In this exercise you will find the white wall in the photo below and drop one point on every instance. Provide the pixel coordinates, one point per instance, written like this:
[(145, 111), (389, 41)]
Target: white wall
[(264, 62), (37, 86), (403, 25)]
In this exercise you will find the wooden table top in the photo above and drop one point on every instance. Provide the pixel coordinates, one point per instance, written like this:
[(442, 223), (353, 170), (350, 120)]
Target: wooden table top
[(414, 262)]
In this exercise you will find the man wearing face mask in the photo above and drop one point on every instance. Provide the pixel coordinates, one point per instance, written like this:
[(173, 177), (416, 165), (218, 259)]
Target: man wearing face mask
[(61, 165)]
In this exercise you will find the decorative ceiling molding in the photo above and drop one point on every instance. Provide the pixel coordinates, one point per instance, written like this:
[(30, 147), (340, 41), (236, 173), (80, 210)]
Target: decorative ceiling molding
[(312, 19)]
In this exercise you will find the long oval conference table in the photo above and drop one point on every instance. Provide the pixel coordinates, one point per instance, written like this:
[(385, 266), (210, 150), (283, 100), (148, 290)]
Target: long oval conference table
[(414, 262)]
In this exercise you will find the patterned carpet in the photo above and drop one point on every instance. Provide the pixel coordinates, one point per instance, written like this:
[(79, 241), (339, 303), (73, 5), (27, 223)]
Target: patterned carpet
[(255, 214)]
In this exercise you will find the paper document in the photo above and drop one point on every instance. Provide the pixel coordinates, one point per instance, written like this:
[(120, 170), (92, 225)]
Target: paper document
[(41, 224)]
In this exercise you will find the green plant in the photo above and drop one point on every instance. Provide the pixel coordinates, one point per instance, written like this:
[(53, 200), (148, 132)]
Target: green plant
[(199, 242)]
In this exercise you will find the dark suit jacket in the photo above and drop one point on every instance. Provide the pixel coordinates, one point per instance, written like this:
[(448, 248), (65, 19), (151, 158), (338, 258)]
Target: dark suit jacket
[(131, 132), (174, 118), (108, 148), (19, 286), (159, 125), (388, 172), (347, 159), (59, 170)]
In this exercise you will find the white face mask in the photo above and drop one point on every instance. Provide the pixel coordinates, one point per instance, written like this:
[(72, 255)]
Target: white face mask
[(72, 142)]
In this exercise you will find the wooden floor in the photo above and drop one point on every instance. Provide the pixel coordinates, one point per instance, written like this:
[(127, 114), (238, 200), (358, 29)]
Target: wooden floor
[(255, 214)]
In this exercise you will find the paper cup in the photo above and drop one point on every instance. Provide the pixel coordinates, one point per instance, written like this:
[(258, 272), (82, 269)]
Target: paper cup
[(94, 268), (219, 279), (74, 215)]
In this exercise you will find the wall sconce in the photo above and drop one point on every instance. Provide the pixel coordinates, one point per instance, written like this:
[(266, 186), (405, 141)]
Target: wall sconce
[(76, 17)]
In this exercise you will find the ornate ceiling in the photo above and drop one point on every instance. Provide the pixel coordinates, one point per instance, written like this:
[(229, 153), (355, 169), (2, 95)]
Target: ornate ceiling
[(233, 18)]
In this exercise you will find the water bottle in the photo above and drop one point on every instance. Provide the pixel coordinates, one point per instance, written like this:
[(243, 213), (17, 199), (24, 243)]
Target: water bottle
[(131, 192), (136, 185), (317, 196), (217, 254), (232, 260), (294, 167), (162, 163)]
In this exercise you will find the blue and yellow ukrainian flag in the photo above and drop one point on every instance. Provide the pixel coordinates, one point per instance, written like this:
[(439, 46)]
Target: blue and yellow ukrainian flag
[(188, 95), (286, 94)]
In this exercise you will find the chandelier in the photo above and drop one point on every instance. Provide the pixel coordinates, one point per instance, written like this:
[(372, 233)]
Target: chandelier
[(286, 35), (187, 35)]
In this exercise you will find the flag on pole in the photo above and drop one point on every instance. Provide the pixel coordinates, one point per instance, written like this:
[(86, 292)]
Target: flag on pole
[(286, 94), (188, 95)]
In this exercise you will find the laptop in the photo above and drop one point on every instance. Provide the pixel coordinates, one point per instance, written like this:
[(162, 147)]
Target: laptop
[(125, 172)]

• **What is required**
This exercise calls for every record to be restated word for word.

• **Answer below**
In this exercise you will find the white wall in the photo below and drop one point on every instance. Provide the pixel coordinates, one point per instance, written like this:
[(145, 111), (389, 41)]
Target: white wall
[(264, 62), (37, 86), (403, 25)]
In this exercise you will find the wooden table top in the photo above and drop one point on every instance. Provide the pixel coordinates, one point per instance, written like this:
[(442, 223), (353, 170), (350, 120)]
Target: wooden table top
[(414, 262)]
In this exercise you will find the man wearing face mask in the photo above and drop one point on every instance. Provide the pixel coordinates, one point per instance, written like this:
[(173, 177), (416, 165), (218, 259)]
Target: man wearing face mask
[(61, 165)]
In this exercise you will find the decorative ceiling molding in the photo above and drop one point on every instance. Provide the pixel coordinates, one point per instance, written like this:
[(30, 147), (340, 41), (236, 173), (80, 210)]
Target: decorative ceiling molding
[(312, 19)]
In this exercise you will find the long oval conference table in the photo above and drop one point on every instance. Provide the pixel coordinates, one point per instance, written like this:
[(385, 266), (210, 150), (283, 100), (148, 290)]
Target: long oval conference table
[(414, 262)]
In this exercise you will find the patterned carpet in the photo above and drop one point on every instance. Provide the pixel coordinates, one point per instance, written like this:
[(79, 241), (339, 303), (73, 5), (27, 223)]
Target: patterned carpet
[(255, 214)]
In this exercise you will find the paper document in the photo above and drop one point on every instance. Provide the pixel coordinates, one point per instance, written like this:
[(120, 170), (92, 225)]
Target: paper document
[(41, 224)]
In this exercise you will find the green plant in the photo above and drop one point on every instance. Provide the pixel coordinates, one point per instance, written like this:
[(53, 200), (148, 132)]
Target: green plant
[(199, 242)]
In this exercise you will find the dark suit jacket in the photo above and drop one point on every instance. Provide the pixel coordinates, one point per instance, written like this:
[(448, 248), (65, 19), (151, 158), (338, 258)]
Target: dark suit jacket
[(131, 132), (174, 118), (108, 148), (19, 286), (159, 125), (388, 172), (347, 159), (59, 170)]
In this exercise you will find the white face mask in the photo above and drop one point on every instance. Provide the pixel coordinates, one point per instance, written like this:
[(72, 255)]
Target: white face mask
[(72, 142)]
In this exercise you will find the wooden floor in the photo above and drop one point on every instance. Provide the pixel coordinates, one point per instance, written like this:
[(127, 114), (238, 200), (358, 29)]
Target: wooden floor
[(255, 214)]
In this exercise you will find the paper cup in the photo above and drop one point on every instance. Provide the pixel coordinates, one point per instance, written like this:
[(258, 272), (82, 269)]
Target: paper cup
[(94, 268), (219, 279), (74, 215)]
In this exercise you will find the wall sconce in the photo above and drop one point on every instance. Provide the pixel coordinates, one point per instance, written like this:
[(266, 186), (405, 141)]
Target: wall sconce
[(76, 17)]
In this exercise you will find the ornate ceiling in the photo above and drop one point on every instance. Provide the pixel coordinates, one point per instance, written like this:
[(229, 153), (355, 169), (2, 95)]
Target: ornate ceiling
[(233, 18)]
In this exercise you will find the water bottle in the photo above and drop one point on every instance. Provide the pixel coordinates, one point per instance, written like this:
[(243, 213), (17, 199), (24, 243)]
Target: water bottle
[(131, 192), (136, 185), (317, 196), (217, 254), (232, 260), (294, 167), (162, 163)]
In this exercise you will find the blue and yellow ukrainian flag in the photo above and drop one point on every instance. Provide the pixel coordinates, one point per instance, written like this:
[(439, 46)]
Target: blue and yellow ukrainian flag
[(188, 95), (286, 94)]
In this exercise you will find the chandelier in the photo above and drop one point on every instance. Provide the pixel coordinates, one point per instance, written like this:
[(372, 233)]
Target: chandelier
[(286, 35), (187, 35)]
In this exercise you will find the flag on pole in the photo above and drop one point on every instance. Provide the pixel coordinates, one point per instance, written like this:
[(86, 292)]
Target: flag on pole
[(286, 94), (188, 95)]
In this exercise you will find the laptop in the photo above and drop one point on every instance. Provide the pixel coordinates, one point per instance, written like this:
[(162, 147)]
Target: laptop
[(125, 172)]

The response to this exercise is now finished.